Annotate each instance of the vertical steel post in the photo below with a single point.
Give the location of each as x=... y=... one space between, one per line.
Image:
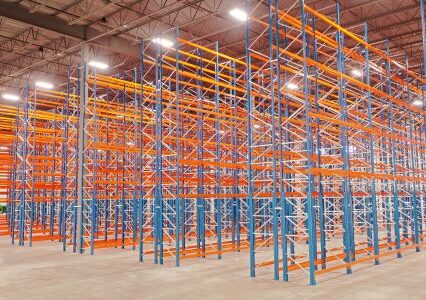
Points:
x=309 y=199
x=81 y=145
x=372 y=161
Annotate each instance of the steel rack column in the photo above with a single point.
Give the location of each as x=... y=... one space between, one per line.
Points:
x=396 y=209
x=218 y=201
x=282 y=200
x=141 y=153
x=201 y=238
x=310 y=200
x=415 y=213
x=275 y=207
x=321 y=212
x=179 y=207
x=158 y=231
x=347 y=210
x=372 y=161
x=81 y=145
x=250 y=183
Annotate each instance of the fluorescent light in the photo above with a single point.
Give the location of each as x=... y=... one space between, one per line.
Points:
x=98 y=65
x=10 y=97
x=292 y=86
x=238 y=14
x=356 y=73
x=44 y=85
x=418 y=103
x=163 y=42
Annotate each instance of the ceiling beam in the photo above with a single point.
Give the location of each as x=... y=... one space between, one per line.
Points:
x=115 y=44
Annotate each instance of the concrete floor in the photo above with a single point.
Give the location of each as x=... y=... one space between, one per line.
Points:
x=44 y=272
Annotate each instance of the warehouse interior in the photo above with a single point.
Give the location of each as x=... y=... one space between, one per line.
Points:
x=209 y=148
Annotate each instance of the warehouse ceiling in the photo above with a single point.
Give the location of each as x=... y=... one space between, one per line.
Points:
x=40 y=38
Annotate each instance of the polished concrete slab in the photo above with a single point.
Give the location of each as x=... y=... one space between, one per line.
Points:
x=44 y=272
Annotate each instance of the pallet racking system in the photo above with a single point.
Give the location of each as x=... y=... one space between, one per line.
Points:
x=307 y=153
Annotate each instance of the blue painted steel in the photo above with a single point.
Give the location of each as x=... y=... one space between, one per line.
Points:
x=309 y=199
x=347 y=210
x=373 y=180
x=249 y=108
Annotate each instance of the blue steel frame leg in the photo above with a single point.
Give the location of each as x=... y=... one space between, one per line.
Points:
x=373 y=181
x=310 y=200
x=249 y=149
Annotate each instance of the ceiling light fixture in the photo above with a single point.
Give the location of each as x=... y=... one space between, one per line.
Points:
x=356 y=73
x=418 y=103
x=98 y=65
x=163 y=42
x=292 y=86
x=10 y=97
x=44 y=85
x=238 y=14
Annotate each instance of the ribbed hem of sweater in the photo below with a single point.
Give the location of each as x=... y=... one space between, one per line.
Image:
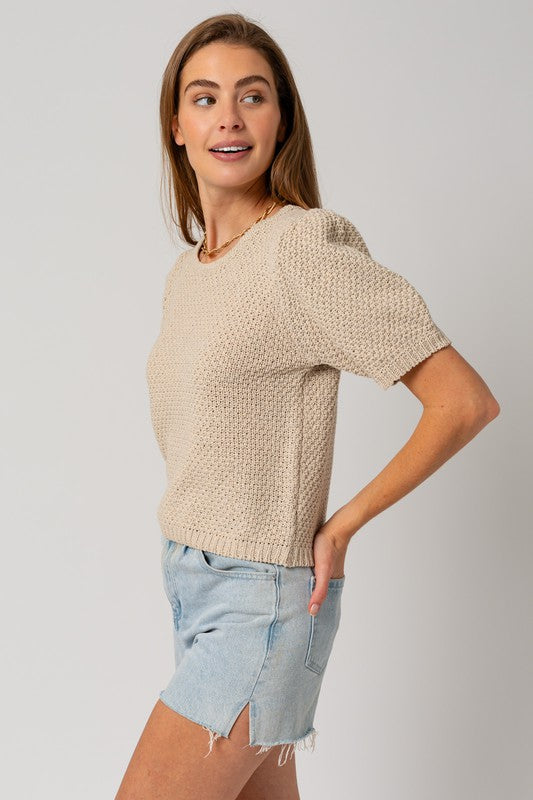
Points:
x=290 y=555
x=407 y=359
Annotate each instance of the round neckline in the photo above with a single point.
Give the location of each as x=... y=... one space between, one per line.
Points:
x=200 y=265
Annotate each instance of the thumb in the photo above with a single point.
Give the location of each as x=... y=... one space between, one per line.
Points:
x=319 y=592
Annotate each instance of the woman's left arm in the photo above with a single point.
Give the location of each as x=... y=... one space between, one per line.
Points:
x=457 y=405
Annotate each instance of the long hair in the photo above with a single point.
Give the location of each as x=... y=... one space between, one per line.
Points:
x=291 y=177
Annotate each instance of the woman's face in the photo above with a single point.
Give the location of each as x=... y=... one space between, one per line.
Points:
x=212 y=115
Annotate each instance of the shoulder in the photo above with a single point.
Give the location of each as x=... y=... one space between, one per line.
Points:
x=317 y=228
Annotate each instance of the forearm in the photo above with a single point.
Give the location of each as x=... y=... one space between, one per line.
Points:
x=439 y=434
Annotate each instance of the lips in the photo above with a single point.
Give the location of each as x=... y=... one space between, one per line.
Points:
x=231 y=143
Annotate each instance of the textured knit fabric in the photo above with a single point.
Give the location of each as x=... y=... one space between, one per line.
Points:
x=243 y=378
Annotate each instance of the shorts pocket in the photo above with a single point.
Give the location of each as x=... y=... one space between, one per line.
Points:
x=323 y=626
x=235 y=567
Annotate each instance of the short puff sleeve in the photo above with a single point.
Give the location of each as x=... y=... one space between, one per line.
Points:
x=347 y=310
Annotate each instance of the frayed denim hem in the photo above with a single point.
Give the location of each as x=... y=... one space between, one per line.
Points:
x=306 y=742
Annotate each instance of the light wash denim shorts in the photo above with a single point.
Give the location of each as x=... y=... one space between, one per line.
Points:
x=243 y=634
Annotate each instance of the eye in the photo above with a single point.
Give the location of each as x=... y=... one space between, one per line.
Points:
x=205 y=97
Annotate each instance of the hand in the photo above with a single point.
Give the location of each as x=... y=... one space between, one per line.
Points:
x=329 y=555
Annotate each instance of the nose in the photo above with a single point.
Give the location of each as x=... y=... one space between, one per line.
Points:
x=229 y=116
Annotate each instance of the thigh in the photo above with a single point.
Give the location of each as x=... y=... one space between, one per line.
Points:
x=169 y=760
x=272 y=781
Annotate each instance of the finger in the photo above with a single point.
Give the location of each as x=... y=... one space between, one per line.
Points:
x=320 y=591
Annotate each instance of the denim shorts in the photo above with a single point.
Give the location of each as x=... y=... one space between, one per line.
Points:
x=243 y=634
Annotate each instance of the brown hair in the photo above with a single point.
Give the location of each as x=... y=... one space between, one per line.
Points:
x=291 y=177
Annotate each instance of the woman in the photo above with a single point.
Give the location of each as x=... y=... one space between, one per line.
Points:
x=260 y=315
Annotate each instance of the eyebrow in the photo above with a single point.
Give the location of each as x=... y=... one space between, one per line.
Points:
x=207 y=84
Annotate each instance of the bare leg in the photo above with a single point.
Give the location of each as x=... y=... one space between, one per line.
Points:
x=272 y=782
x=169 y=761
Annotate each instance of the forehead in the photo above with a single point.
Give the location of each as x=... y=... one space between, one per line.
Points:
x=225 y=64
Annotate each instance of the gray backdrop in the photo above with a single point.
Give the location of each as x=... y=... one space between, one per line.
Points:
x=422 y=134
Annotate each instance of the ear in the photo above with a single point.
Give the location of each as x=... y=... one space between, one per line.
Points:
x=176 y=132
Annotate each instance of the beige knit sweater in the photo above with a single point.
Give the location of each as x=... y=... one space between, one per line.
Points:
x=244 y=374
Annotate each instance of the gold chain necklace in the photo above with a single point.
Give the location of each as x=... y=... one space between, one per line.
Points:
x=204 y=249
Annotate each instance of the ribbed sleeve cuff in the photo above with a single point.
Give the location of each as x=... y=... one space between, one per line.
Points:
x=406 y=359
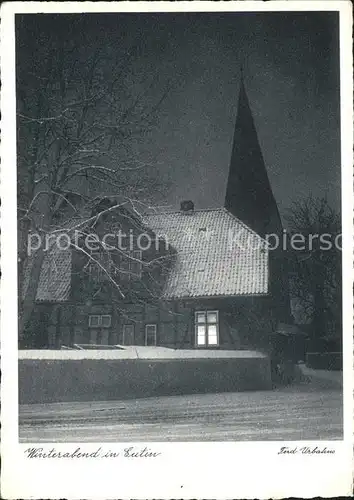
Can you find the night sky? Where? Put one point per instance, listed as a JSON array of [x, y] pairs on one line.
[[291, 74]]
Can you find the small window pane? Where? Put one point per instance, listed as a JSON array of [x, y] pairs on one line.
[[106, 321], [94, 321], [150, 335], [212, 331], [200, 317], [212, 317], [212, 340], [201, 335]]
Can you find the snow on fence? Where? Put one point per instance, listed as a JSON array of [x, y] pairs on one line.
[[58, 376]]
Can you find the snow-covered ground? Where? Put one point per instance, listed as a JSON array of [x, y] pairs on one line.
[[300, 412], [136, 352]]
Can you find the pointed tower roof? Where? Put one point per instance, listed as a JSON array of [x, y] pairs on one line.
[[248, 194]]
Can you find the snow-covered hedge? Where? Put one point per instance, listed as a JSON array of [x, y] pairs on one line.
[[103, 378]]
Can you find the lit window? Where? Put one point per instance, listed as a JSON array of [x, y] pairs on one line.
[[150, 335], [128, 334], [100, 321], [106, 320], [95, 271], [207, 328], [135, 263], [94, 321]]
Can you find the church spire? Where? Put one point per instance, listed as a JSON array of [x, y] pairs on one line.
[[248, 194]]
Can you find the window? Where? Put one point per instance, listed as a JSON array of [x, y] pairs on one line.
[[100, 321], [128, 334], [135, 263], [106, 320], [207, 328], [150, 335], [94, 270]]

........

Exercise description -> Put the lines starting at the one that contains "Annotate each instance of the finger" and ending at the one that contains "x=320 y=591" into a Markdown table with the columns Number and Text, numbering each line in order and leaving out any blank lines.

The reply ->
| Number | Text |
|---|---|
| 1 | Annotate each instance of the finger in the photo above with a single point. |
| 2 | Give the location of each as x=... y=... one space between, one per line. |
| 3 | Points: |
| 4 | x=320 y=591 |